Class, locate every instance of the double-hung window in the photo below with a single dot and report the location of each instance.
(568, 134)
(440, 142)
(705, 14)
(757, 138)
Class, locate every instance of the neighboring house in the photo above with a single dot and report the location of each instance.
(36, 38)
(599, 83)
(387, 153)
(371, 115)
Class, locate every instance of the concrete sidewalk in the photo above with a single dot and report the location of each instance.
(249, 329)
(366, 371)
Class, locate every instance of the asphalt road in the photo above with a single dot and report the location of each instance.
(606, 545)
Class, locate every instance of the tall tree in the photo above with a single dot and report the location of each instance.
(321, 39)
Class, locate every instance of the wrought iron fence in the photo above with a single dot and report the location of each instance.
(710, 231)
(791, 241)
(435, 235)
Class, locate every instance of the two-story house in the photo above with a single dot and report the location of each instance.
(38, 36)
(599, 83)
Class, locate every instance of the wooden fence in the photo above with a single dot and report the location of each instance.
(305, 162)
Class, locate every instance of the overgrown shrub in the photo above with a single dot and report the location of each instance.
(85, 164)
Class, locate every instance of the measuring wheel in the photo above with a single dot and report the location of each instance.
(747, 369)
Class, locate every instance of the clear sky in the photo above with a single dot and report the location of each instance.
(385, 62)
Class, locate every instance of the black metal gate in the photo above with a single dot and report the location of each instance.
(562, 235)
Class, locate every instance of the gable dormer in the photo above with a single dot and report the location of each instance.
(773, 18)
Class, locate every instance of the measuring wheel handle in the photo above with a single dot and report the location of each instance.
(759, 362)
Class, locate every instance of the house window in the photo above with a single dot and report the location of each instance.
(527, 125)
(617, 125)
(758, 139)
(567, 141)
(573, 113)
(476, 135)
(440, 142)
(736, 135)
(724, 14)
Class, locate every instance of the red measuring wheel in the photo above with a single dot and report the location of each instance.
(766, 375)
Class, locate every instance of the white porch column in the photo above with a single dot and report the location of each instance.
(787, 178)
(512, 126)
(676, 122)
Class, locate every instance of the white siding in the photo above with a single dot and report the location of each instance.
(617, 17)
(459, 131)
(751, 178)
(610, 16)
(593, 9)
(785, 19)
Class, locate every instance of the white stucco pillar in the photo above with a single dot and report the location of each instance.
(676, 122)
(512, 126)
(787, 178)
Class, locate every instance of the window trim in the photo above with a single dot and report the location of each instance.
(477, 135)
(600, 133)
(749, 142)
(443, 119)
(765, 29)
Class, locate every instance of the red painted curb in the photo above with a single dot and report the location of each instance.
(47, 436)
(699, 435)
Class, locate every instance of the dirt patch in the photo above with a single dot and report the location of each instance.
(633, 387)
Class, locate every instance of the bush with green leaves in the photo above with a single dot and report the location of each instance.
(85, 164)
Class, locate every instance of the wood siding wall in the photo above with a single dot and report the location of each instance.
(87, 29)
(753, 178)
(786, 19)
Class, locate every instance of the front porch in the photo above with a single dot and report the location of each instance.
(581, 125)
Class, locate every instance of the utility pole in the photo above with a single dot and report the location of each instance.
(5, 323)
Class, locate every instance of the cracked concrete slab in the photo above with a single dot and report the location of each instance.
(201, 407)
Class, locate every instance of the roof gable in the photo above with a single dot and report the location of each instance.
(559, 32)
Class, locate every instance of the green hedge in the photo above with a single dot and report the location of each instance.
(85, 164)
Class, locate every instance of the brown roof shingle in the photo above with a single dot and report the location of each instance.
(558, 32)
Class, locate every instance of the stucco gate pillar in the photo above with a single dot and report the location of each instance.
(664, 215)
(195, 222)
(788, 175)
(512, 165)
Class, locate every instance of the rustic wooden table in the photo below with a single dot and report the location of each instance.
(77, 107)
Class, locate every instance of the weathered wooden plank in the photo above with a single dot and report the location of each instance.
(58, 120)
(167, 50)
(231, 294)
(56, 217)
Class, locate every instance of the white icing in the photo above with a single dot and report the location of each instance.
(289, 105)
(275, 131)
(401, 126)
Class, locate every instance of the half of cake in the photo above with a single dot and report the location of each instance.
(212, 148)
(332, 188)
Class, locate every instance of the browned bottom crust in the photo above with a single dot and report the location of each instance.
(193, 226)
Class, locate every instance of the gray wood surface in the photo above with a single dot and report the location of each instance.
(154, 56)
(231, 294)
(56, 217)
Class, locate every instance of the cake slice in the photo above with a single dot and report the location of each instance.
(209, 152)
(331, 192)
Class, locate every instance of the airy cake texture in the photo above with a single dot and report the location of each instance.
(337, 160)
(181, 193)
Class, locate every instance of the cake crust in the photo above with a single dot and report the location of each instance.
- - -
*Objective:*
Your task is to repeat each line of the material exactly.

*Finished exercise:*
Class, locate every instance of the double-hung window in the photo below with a single dot and report the location of each instance.
(568, 134)
(440, 142)
(705, 14)
(757, 138)
Class, locate every instance of the neighboring house in the photo above with a single dot and report the location of each instance.
(36, 38)
(599, 83)
(387, 153)
(371, 115)
Class, locate every instance of the concrete sidewalk in the photo above with a single dot and report the location of each instance.
(249, 329)
(366, 371)
Class, locate every instance of the asphalt road in the photo above with a single dot and report the location of each instance.
(606, 545)
Class, locate every instance of the tall tree in the photo above with a single dot and report the location of each instance.
(321, 39)
Class, locate every instance of the wrought iron fence in the photo above with a single dot and report the location of each instance.
(710, 231)
(791, 241)
(435, 235)
Class, locate every instance of the two-story house in the photo above with a single dot and report the location of each instance.
(38, 36)
(599, 83)
Class, locate every instance of the wooden fence in the photo above with a single dot and report the location of each instance.
(305, 162)
Class, locate every instance of the overgrown shrub in the photo above with a single dot and report the location of each instance.
(85, 164)
Class, locate every instance of the measuring wheel in the photo above with a single dot and report the location of each instance.
(747, 369)
Class, locate every instance of the clear sky in the photo above with a single dot and report the location of each instance.
(385, 62)
Class, locate every instance of the black metal gate in the photo above with a single dot and report the location of each instance.
(562, 235)
Class, locate every instance of the gable dormer in the photo above with a single dot and report the location of each instance.
(773, 18)
Class, locate every instance of the measuring wheel handle in the photo above with a single dot and report the location of each instance.
(759, 362)
Class, locate every instance of the house window in the photo above with a single dot and report the location of each instance.
(527, 125)
(617, 125)
(758, 139)
(567, 141)
(573, 113)
(476, 135)
(440, 142)
(736, 135)
(724, 14)
Class, locate every instance of the red measuring wheel in the photo above with a single dot and report the location of each instance.
(766, 375)
Class, locate every instance of the white porch column in the photo above with a single dot and report the location of each instance.
(787, 178)
(512, 126)
(676, 122)
Class, locate every instance of the white siding in the photo above with a single dot and report the location of each instance.
(617, 17)
(459, 131)
(751, 178)
(610, 16)
(593, 9)
(785, 19)
Class, locate every instance of the white stucco pillar in the photo above with a single dot and report the location of each instance.
(676, 122)
(512, 126)
(787, 178)
Class, locate every instance of the window trim in the photo above with a single dot and report the location of each instance.
(477, 135)
(600, 133)
(749, 142)
(443, 119)
(765, 29)
Class, locate every instance of the red painted curb in the photo above with a single dot and report the location of each instance.
(47, 436)
(699, 435)
Class, locate every instance of the dirt patch in the photo above with a single dot and report the location of each instance.
(633, 387)
Class, locate every instance of the bush with green leaves in the photo above with a single dot and report the location of each instance.
(85, 164)
Class, locate every instance of the wood siding wall in the photo above with a single dot and report the location of each instance.
(87, 29)
(753, 178)
(786, 19)
Class, locate every instance of the front porch in the photo above with a single dot and report the location of each instance.
(581, 125)
Class, locate every instance of the utility pole in the photo above with a single dot and report the location of each instance.
(5, 323)
Class, locate every instance of the cracked concrete slab in the photo above with a single dot and report the location of each instance.
(201, 407)
Class, locate every instance of the roof gable in the photo above with a single dot and report the location of each instance.
(559, 32)
Class, locate every instance of the green hedge in the photo above with a single dot and report the location of each instance.
(85, 164)
Class, locate every instance of the brown roof shingle in the photo above with a single dot and report the location of each instance.
(558, 32)
Class, locate every instance of the stucco gate pillar in the photo above with a single dot and report the location of each instance.
(664, 215)
(195, 222)
(788, 175)
(512, 165)
Class, locate every instance of the rustic wooden table in the photo below with a single dot and report the location of each instance.
(77, 107)
Class, locate every instance of the weathered wooden plank in the photo above with a single dot and report the location of each instance.
(58, 120)
(167, 50)
(231, 294)
(56, 217)
Class, locate every instance of the white icing in the photo above with a single dot and report the location of each instance.
(289, 105)
(275, 131)
(401, 126)
Class, locate every instance of the half of cake in the photo above with a single dot and report the location of each instance.
(212, 148)
(332, 188)
Class, locate every instance of the browned bottom crust in the photo above with a single dot and report the location of each instance.
(193, 226)
Class, locate every instance of the gray wood surface in the photo above with a single dot and report the location of each instance.
(154, 56)
(231, 294)
(56, 217)
Class, locate every instance of the cake slice in the photo above with a single dot and report the location of each instance.
(209, 152)
(331, 192)
Class, locate every instance of the airy cake texture in the photo above with a single dot and report the location of each instance.
(337, 160)
(181, 193)
Class, locate every instance of the cake crust in the photo above with a single dot and report the location of each instance.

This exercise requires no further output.